Exactly reproduce each entry, leaving out nothing.

++++ DATA LINES

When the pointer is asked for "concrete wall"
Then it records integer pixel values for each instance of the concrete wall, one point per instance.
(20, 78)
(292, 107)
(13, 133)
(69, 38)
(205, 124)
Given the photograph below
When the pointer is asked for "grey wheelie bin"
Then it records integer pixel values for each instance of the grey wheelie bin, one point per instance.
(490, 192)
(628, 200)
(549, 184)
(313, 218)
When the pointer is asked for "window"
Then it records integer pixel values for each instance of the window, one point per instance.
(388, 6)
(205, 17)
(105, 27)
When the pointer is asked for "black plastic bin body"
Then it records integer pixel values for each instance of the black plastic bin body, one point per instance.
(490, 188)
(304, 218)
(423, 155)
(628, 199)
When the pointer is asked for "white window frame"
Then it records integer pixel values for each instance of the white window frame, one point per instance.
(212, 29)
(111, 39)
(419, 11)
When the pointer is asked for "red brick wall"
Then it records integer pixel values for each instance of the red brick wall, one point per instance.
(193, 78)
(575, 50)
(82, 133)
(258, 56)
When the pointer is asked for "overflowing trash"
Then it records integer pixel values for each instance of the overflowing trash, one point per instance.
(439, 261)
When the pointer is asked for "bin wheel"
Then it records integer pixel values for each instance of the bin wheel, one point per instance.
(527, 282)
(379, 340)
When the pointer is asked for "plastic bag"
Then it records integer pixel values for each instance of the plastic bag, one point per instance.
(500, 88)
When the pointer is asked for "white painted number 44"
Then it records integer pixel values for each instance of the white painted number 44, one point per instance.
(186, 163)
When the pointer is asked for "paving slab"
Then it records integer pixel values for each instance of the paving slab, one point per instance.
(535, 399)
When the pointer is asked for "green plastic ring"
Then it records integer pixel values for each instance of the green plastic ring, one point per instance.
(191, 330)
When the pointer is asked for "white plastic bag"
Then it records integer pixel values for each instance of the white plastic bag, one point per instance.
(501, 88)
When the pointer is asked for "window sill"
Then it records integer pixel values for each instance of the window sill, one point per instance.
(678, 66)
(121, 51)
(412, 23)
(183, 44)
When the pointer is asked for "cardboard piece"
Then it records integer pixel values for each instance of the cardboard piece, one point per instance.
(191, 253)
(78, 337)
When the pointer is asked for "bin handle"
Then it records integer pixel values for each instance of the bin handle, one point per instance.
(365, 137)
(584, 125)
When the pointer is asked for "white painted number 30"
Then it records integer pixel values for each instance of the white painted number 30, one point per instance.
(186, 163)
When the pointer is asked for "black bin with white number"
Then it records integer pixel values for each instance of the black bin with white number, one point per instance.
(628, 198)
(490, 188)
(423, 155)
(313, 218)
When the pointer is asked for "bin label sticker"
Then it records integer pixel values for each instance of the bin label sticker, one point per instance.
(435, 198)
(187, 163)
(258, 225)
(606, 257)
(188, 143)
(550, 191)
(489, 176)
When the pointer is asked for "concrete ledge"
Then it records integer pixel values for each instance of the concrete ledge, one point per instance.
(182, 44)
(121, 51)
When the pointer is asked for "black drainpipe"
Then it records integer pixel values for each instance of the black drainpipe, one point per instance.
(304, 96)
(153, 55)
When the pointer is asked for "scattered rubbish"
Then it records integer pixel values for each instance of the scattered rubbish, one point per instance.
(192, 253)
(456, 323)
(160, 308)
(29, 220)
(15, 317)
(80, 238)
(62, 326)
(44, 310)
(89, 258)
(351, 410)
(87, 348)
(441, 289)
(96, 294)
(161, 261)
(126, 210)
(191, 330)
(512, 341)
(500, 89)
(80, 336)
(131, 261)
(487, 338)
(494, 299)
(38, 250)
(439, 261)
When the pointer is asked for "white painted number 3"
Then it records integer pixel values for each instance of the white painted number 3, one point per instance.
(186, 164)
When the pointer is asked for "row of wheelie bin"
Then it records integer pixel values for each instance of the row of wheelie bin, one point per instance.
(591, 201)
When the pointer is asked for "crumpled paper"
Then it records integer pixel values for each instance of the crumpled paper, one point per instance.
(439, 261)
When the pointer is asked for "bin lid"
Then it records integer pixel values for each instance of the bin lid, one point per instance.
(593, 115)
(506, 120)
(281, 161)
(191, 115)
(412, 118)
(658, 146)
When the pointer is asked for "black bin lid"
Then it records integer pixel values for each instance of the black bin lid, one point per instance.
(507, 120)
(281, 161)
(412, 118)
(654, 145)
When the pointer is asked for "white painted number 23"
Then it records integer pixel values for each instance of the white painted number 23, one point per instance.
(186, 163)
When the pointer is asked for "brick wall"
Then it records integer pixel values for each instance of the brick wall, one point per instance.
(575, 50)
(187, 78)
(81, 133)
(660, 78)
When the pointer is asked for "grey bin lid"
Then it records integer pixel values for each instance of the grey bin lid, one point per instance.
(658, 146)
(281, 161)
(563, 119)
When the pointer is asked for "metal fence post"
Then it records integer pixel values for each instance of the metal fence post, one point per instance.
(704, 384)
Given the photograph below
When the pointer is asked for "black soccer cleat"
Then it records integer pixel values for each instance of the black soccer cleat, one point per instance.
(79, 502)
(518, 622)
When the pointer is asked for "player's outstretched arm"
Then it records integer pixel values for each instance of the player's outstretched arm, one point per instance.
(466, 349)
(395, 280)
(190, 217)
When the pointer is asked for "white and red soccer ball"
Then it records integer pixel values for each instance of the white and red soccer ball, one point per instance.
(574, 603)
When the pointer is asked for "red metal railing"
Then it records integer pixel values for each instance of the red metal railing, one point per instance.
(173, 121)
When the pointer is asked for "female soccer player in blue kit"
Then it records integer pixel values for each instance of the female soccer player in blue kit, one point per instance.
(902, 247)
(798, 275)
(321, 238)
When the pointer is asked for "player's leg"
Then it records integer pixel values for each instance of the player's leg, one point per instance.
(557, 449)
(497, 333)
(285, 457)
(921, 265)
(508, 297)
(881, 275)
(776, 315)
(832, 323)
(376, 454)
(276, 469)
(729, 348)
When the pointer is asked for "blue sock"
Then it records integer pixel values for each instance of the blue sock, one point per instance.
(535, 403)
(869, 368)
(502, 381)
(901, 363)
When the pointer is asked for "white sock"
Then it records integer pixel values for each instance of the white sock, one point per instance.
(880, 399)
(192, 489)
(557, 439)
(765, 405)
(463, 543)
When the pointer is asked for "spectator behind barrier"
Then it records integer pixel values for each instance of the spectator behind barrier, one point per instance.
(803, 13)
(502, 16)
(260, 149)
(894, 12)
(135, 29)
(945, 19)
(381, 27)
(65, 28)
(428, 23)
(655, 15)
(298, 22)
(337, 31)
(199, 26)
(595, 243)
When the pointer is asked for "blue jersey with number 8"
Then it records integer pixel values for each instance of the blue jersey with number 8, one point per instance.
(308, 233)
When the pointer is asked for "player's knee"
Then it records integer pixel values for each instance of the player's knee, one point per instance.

++++++++

▶ EXERCISE ANSWER:
When the pointer is asked for "concrete wall"
Then it records integer pixel values for each instance of the concrete wall, one point per instance.
(20, 78)
(292, 107)
(13, 133)
(69, 38)
(205, 124)
Given the photograph below
When the pointer is asked for "grey wheelie bin"
Then it records integer pixel values for each instance of the grey wheelie bin, one point per instance.
(490, 192)
(628, 200)
(549, 184)
(313, 218)
When the pointer is asked for "window"
Then it records integer pixel values for each instance of the window, one point per instance.
(388, 6)
(205, 17)
(105, 27)
When the pointer is asked for "black plastic bin body"
Then it records integer pixel values for each instance of the black plastic bin body, one point per instance.
(490, 188)
(304, 218)
(423, 155)
(628, 199)
When the pointer is asked for "white window frame"
Then it records integer pixel values for each instance of the white window frame, one point per instance.
(212, 29)
(111, 39)
(419, 11)
When the pointer is asked for "red brick wall"
Then it records integer pixel values for each instance of the red brick wall, one point per instance.
(193, 78)
(575, 50)
(82, 133)
(258, 56)
When the pointer is asked for "overflowing trash"
Then it records integer pixel values for each instance of the overflowing trash, one point per instance.
(439, 261)
When the pointer is asked for "bin wheel"
Then it records integer pixel values for each instance of the bin wheel, one point per instance.
(527, 282)
(379, 340)
When the pointer is asked for "plastic bag"
Then it records integer pixel values for each instance of the plastic bag, one point per instance.
(500, 88)
When the pointer is asked for "white painted number 44"
Then it records integer pixel values for each instance of the white painted number 44, one point per instance.
(186, 163)
When the pointer is asked for "paving slab"
Then it records integer pixel values for each instance of the paving slab, one point per instance.
(535, 399)
When the pointer is asked for "green plastic ring"
Then it records integer pixel values for each instance of the green plastic ring, one point per instance.
(191, 330)
When the pointer is asked for "white plastic bag"
Then it records integer pixel values for each instance of the white plastic bag, one point per instance.
(501, 88)
When the pointer is asked for "window sill"
Then it records integer pixel values for each instance of the window sill, one point per instance.
(678, 66)
(121, 51)
(412, 23)
(183, 44)
When the pointer is asked for "cardboard piece"
Then it records integer pixel values for each instance of the cardboard piece, one point per instance.
(191, 253)
(78, 337)
When the pointer is asked for "bin handle"
Then it records integer pixel values for each instance of the bin handle, one point per instance.
(365, 137)
(584, 125)
When the pointer is asked for "white painted number 30"
Then it records integer pixel values for each instance of the white painted number 30, one point per instance.
(186, 163)
When the pointer is asked for "black bin with white number"
Then it records integer pixel values for each instance of the black bin with white number, one point per instance.
(628, 198)
(490, 188)
(423, 155)
(313, 218)
When the pointer is asked for "bin label sticker"
Then it records integer pixel values for each instance of the bin label sticker, one point per instance.
(435, 198)
(187, 163)
(258, 225)
(606, 257)
(188, 143)
(550, 191)
(489, 176)
When the pointer is asked for "concrete ledge"
Then it records integer pixel values for each instance of the concrete ledge, one point per instance.
(182, 44)
(121, 51)
When the pointer is asked for "black drainpipe"
Then it records integer pixel values for each instance of the black drainpipe, one point per instance.
(304, 96)
(153, 55)
When the pointer is asked for "scattered rubbish"
Then it records integer pixel values for each instance of the scattered rubbish, one point per instance.
(192, 253)
(456, 323)
(160, 308)
(29, 220)
(15, 317)
(80, 238)
(62, 326)
(44, 310)
(89, 258)
(351, 410)
(87, 348)
(441, 289)
(96, 294)
(161, 261)
(126, 210)
(191, 330)
(512, 341)
(500, 89)
(80, 336)
(131, 261)
(487, 338)
(494, 299)
(38, 250)
(439, 261)
When the pointer is asked for "white painted number 3"
Then it records integer pixel values for each instance of the white painted number 3, one point per instance.
(186, 164)
When the pointer is asked for "row of wheelie bin"
Then it records integer pixel values for each instance of the row of wheelie bin, one point per instance.
(591, 201)
When the pointer is asked for "crumpled paper"
Then it records integer pixel values for each instance of the crumpled paper, one point per instance.
(439, 261)
When the pointer is asked for "bin lid"
Then it records integer pixel values for each instance of the bin lid, one point per instance.
(593, 115)
(506, 120)
(281, 161)
(191, 115)
(412, 118)
(658, 146)
When the pointer is asked for "black bin lid"
Then it records integer pixel values for each instance of the black bin lid, one point per instance.
(507, 120)
(281, 161)
(412, 118)
(654, 145)
When the pointer is asked for "white painted number 23"
Then it records integer pixel values for each instance of the white painted number 23, one point per instance.
(186, 163)
When the pointer is asked for "brick wall"
Then it records integer pixel values for each instance of the brick wall, one point per instance.
(575, 50)
(187, 78)
(81, 133)
(660, 78)
When the pointer is asked for "grey bin lid"
Then it records integer pixel values for each instance of the grey bin lid, one point per instance.
(658, 146)
(281, 161)
(563, 119)
When the pointer is asked for "metal fence post"
Then it records integer pixel values for each instance of the metal fence post, one point per instance.
(704, 384)
Given the photograph below
When the pointer is asked for "black soccer cleat"
Then it records integer pixel values for each instance of the black soccer cleat, one point per instance.
(79, 502)
(518, 622)
When the pointer is asked for "player's outstretched arm"
Then it records integer pixel values for each instance of the player's outstretched arm, one point per instance.
(466, 349)
(395, 280)
(190, 217)
When the pointer is asked for "white and red soccer ball"
Then it records integer pixel values for each instance of the white and red soccer ball, one point per instance.
(574, 603)
When the pointer is asked for "red metal railing"
Then it records integer pixel values for each instance of the red metal railing, one point per instance.
(173, 121)
When the pointer is asked for "female soccer player in blue kit"
Then it records integer pixel values for each instance of the female soccer player in blue kit, one point per instance.
(902, 247)
(798, 275)
(321, 238)
When the pointer is asked for "player's leg"
Then it records integer pixel values for each instance of the player's leg, one point per instance.
(557, 449)
(497, 333)
(285, 457)
(921, 265)
(508, 297)
(881, 275)
(776, 315)
(832, 323)
(376, 454)
(276, 469)
(729, 348)
When the pointer is asked for "blue sock"
Then it records integer pixel values for each instance of the blue sock, one point per instance.
(535, 403)
(869, 368)
(502, 381)
(901, 363)
When the pointer is asked for "white sock"
Then it records integer pixel values for each instance of the white sock, one point per instance.
(880, 399)
(192, 489)
(557, 439)
(765, 405)
(463, 543)
When the pointer is asked for "spectator behind barrier"
Then it records integer pixel values for each instance of the spectator behind barrier, one point per instance.
(803, 13)
(502, 16)
(260, 149)
(894, 12)
(135, 29)
(945, 19)
(381, 27)
(65, 28)
(428, 23)
(655, 15)
(298, 22)
(337, 31)
(199, 26)
(595, 243)
When the pointer is asked for "blue jersey with number 8"
Then it records integer pixel values for each instance of the blue jersey with number 8, one point per instance.
(308, 233)
When the pointer is asked for "player's knee"
Then it records integer pixel values for each instance of the player's knee, one point per instance.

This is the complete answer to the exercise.